**What is being asked**
Exactly as they appear, copy the lines of the listing from the one containing "slat with a point." through the final line, both included, and nothing else.

**Supplied data**
===============

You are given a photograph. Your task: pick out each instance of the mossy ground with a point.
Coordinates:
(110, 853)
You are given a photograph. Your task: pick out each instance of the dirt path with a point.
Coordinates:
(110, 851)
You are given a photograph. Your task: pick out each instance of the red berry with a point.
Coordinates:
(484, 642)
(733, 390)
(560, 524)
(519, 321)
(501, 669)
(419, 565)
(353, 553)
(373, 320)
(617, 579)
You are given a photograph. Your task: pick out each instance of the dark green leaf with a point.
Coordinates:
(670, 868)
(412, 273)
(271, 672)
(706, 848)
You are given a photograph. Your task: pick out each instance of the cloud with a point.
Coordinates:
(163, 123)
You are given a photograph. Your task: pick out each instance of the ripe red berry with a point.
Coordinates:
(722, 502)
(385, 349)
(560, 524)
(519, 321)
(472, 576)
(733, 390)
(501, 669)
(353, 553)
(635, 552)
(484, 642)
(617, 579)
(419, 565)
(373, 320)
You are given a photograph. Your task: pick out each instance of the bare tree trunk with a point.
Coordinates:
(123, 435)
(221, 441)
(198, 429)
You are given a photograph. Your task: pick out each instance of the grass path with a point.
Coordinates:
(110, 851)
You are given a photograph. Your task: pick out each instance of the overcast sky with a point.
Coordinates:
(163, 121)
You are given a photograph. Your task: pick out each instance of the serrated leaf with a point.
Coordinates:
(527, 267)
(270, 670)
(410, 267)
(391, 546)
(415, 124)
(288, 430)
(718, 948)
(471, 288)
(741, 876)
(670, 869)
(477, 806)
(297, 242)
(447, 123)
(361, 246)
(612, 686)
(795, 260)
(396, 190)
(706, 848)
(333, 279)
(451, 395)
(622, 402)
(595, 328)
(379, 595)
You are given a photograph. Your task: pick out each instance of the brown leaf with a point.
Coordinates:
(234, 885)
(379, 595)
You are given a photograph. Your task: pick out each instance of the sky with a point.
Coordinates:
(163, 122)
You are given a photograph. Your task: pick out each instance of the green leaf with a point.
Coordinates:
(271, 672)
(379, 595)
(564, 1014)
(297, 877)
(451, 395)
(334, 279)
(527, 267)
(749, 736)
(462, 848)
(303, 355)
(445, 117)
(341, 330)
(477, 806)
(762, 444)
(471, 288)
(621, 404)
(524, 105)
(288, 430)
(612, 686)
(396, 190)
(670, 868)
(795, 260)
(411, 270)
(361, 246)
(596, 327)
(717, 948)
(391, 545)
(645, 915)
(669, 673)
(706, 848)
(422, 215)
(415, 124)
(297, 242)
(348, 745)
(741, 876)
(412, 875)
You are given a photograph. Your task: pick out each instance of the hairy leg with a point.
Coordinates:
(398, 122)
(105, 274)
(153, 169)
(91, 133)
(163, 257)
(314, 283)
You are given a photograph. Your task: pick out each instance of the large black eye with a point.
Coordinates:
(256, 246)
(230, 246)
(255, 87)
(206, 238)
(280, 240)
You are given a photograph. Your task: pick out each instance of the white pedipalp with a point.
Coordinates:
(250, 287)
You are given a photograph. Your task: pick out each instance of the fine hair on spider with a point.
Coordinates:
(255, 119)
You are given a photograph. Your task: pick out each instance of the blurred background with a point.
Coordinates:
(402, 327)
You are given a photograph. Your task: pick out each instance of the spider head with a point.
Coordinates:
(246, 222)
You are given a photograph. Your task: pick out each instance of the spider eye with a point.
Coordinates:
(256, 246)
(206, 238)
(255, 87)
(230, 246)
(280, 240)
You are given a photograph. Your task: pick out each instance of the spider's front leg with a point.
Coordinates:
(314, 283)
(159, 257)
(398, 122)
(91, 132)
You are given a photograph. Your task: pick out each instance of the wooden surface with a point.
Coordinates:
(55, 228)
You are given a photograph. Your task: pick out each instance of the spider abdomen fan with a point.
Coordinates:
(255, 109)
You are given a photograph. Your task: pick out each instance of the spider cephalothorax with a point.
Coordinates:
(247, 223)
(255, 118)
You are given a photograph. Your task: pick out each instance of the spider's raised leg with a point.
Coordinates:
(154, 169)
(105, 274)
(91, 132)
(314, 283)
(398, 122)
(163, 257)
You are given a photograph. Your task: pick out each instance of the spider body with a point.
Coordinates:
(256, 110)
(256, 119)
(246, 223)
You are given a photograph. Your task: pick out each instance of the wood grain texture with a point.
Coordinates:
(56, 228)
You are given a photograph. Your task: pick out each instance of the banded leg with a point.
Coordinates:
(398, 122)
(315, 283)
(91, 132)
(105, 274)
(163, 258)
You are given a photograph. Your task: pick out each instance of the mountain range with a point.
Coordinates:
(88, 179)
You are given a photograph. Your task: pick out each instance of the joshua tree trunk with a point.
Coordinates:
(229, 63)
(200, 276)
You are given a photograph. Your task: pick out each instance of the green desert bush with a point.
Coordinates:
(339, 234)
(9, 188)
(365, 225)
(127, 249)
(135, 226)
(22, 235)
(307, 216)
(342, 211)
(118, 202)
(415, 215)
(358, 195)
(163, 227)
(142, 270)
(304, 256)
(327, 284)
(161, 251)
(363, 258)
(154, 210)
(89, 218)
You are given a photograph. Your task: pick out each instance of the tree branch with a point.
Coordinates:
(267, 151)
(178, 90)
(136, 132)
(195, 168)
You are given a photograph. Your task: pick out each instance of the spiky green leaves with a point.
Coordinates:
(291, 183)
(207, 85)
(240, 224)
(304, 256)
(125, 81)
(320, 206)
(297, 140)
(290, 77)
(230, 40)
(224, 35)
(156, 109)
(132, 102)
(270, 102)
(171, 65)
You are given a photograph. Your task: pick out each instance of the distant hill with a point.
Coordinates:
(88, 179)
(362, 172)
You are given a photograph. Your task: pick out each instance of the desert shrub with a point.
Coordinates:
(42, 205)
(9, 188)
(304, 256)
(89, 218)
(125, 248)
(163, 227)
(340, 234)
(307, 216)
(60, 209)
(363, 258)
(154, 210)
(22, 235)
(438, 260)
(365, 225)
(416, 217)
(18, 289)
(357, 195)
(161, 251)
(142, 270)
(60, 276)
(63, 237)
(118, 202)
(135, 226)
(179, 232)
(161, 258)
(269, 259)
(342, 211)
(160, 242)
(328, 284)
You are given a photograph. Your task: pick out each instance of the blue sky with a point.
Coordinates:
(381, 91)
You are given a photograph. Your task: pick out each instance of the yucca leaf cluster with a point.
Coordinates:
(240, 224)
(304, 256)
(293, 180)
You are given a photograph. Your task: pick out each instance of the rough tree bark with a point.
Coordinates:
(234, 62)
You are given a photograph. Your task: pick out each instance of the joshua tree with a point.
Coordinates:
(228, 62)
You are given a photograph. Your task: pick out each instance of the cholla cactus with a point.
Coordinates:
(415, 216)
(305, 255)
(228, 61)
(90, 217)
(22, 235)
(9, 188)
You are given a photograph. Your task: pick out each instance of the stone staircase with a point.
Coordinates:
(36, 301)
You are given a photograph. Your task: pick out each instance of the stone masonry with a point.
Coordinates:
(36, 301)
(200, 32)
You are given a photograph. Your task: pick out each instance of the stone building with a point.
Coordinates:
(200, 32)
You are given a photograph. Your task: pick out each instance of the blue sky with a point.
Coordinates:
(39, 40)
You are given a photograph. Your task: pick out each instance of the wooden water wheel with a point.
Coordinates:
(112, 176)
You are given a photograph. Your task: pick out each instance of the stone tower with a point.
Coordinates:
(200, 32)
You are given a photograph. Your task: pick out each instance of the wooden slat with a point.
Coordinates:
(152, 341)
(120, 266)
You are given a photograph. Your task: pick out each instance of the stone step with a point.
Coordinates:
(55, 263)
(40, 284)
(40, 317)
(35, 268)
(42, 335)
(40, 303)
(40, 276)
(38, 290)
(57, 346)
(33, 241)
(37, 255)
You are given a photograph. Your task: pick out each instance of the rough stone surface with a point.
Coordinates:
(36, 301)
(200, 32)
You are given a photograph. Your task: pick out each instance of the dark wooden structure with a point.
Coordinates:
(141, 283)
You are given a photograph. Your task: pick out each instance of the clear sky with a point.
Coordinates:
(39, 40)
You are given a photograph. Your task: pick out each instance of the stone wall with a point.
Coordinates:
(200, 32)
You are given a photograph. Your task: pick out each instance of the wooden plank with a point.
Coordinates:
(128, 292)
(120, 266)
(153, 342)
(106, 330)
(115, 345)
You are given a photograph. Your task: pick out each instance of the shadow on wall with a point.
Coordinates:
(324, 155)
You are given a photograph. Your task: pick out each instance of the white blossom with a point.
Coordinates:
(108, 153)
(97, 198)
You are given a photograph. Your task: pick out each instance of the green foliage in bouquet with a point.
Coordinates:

===============

**Response to the exercise**
You are given a photograph. Your task: pick out each instance of the wooden slat with a point.
Coordinates:
(152, 341)
(120, 266)
You are given a photograph. Your task: pick out each instance of the stone step with a point.
Coordinates:
(55, 263)
(40, 284)
(40, 317)
(35, 268)
(42, 335)
(40, 303)
(40, 276)
(38, 290)
(57, 346)
(33, 241)
(37, 255)
You are given a photograph. Your task: pick out each instance of the rough stone surface with a point.
Coordinates:
(36, 301)
(200, 32)
You are given a photograph. Your task: pick out each instance of the dark wooden structure with a point.
Coordinates:
(141, 283)
You are given a photograph. Your task: pick out each instance of the clear sky with a point.
Coordinates:
(39, 40)
You are given a photograph. Your task: pick out each instance of the stone wall with a point.
Coordinates:
(200, 32)
You are given a photograph. Your task: pick out each instance of the wooden plank with a point.
Coordinates:
(128, 292)
(120, 266)
(153, 342)
(106, 330)
(115, 345)
You are given a photograph. Your task: pick out each instance of the shadow on wall with a point.
Coordinates:
(324, 155)
You are given a photograph. Your task: pick out each instance of the white blossom with a point.
Coordinates:
(108, 153)
(97, 198)
You are given a photograph. Your task: pick out each instance of the green foliage in bouquet with a point.
Coordinates:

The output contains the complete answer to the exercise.